__THE EXERCISE__.
Repeat all of the material below line for line, with no changes.

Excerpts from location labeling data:
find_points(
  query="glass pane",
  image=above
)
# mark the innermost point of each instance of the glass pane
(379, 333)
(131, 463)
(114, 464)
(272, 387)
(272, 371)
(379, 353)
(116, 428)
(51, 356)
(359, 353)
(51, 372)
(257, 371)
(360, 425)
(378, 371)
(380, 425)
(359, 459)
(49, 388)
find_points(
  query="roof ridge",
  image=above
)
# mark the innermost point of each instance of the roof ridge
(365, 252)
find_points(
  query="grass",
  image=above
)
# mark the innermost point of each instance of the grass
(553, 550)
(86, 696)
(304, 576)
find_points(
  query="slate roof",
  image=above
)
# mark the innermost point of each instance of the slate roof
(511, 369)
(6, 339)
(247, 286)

__RESULT FOR THIS EXERCISE__.
find_points(
  query="glass pane",
  image=above
)
# mark the innermost point of each instance of the glass pane
(379, 333)
(131, 463)
(114, 464)
(272, 387)
(272, 371)
(379, 353)
(116, 428)
(51, 356)
(359, 353)
(51, 372)
(257, 371)
(360, 425)
(378, 371)
(380, 425)
(359, 459)
(49, 388)
find_points(
  query="roof ridge",
  image=above
)
# mark the innermost point of each instance of the roof ridge
(365, 252)
find_points(
  query="grass",
  image=above
)
# mark the innermost point of each instance of the grass
(553, 550)
(86, 696)
(304, 576)
find_points(
  query="slate roof",
  image=above
)
# mark the innermost point of each instance of the slate roof
(511, 369)
(6, 339)
(247, 286)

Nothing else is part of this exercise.